= WORK ORDER =
I need every line of the material below that includes the string "image".

= SOURCE INFORMATION =
====
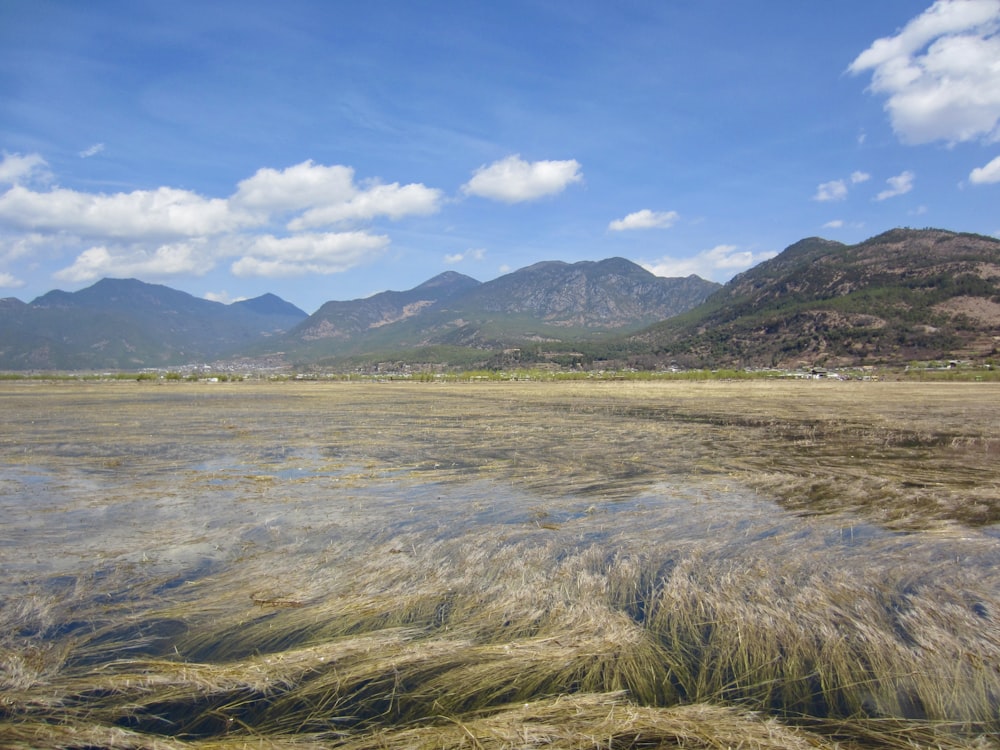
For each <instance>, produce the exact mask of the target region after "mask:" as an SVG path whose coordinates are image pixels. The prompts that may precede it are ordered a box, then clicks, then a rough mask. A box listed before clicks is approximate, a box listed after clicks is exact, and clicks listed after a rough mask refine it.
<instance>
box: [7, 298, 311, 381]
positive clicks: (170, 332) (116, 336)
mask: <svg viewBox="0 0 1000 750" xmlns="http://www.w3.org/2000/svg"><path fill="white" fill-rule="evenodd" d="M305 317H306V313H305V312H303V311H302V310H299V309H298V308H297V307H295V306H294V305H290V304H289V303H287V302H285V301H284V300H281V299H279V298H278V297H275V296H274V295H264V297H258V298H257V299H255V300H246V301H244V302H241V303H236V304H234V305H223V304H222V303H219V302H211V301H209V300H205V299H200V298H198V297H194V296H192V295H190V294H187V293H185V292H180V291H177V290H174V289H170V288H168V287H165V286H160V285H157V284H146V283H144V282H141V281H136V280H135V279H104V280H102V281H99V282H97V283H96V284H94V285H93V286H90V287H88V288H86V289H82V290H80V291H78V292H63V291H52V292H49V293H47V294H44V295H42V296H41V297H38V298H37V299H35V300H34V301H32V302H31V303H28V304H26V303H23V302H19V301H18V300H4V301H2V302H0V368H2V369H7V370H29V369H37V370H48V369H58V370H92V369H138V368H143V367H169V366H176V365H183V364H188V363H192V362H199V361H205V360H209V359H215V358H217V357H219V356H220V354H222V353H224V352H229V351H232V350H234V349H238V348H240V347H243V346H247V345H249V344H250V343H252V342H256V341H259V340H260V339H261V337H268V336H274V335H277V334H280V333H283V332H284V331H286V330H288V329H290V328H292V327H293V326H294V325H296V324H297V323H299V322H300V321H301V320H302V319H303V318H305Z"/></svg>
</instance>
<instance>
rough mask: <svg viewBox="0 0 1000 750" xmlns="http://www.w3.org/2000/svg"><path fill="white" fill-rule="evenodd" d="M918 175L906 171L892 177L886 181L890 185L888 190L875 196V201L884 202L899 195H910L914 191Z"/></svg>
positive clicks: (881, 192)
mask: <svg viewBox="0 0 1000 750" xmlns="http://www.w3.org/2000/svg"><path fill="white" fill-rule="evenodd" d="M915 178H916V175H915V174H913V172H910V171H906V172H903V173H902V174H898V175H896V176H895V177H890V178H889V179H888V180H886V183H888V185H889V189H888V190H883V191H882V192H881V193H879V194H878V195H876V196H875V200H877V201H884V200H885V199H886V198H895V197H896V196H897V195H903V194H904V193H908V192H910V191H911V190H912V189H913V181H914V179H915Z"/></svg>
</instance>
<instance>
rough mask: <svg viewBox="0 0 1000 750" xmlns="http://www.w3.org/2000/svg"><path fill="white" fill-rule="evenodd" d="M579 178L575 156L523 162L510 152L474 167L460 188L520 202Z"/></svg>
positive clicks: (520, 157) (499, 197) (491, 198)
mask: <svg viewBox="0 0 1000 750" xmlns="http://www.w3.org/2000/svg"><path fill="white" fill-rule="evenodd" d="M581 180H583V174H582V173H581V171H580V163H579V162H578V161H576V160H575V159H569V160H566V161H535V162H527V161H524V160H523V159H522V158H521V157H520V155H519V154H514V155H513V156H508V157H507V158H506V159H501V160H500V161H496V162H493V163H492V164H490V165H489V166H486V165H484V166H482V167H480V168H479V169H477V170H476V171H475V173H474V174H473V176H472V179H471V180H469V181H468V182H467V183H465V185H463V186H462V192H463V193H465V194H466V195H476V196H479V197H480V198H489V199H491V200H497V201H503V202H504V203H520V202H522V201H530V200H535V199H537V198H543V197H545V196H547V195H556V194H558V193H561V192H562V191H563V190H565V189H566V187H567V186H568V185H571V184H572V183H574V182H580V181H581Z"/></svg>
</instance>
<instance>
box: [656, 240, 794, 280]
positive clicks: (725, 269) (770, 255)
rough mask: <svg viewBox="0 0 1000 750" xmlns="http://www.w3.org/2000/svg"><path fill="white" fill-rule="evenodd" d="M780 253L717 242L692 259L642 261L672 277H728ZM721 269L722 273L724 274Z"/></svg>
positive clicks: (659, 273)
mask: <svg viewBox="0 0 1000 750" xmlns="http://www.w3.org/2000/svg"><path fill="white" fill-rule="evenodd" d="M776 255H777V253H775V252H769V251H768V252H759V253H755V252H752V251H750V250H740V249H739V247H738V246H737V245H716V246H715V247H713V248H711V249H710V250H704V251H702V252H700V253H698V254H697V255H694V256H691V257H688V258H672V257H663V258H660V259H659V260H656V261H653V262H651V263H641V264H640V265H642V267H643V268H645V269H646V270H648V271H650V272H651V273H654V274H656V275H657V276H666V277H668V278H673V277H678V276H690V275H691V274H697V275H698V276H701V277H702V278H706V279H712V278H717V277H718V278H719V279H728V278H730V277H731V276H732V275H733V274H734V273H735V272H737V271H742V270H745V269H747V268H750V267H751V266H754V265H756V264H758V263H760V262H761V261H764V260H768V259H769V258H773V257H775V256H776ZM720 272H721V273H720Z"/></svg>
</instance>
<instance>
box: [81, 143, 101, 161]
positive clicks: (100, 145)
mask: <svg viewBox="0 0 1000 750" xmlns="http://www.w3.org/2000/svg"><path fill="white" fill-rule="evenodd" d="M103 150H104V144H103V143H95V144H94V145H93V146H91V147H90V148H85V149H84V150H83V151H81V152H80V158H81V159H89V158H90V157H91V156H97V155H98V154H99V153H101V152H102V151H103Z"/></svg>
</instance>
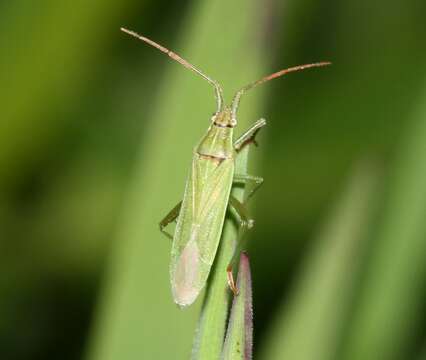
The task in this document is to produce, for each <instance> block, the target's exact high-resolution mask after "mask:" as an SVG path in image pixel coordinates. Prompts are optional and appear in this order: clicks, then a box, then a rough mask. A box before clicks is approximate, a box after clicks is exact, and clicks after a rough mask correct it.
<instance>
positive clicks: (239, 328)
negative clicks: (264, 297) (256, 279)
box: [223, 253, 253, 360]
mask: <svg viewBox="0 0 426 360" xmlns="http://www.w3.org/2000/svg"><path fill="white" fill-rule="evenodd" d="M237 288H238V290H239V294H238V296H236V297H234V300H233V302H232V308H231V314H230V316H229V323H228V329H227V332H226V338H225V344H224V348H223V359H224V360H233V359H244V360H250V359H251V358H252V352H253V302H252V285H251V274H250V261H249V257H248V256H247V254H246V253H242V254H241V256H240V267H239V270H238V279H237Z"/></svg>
====
= EXERCISE OUTPUT =
For each <instance>, produce the exact mask of the target region after "mask:" as an SVG path whose coordinates are image pixels. The prompts that may precede it are ordered a box, then clicks, then a rough mask. A box listed before clicks is approximate, a box listed after clicks is exact, and clicks listed after a rough mask refine it.
The task in this document is to produce, for each <instance> block, the target's exact high-resolution mask after "mask:" as an SVG path in image pixel coordinates. Prompts are optional and appear in this order: clicks, then a box, then a rough mask. A box before clicks is approximate, a box after clicks is exact, and clicks after a rough mask correct it.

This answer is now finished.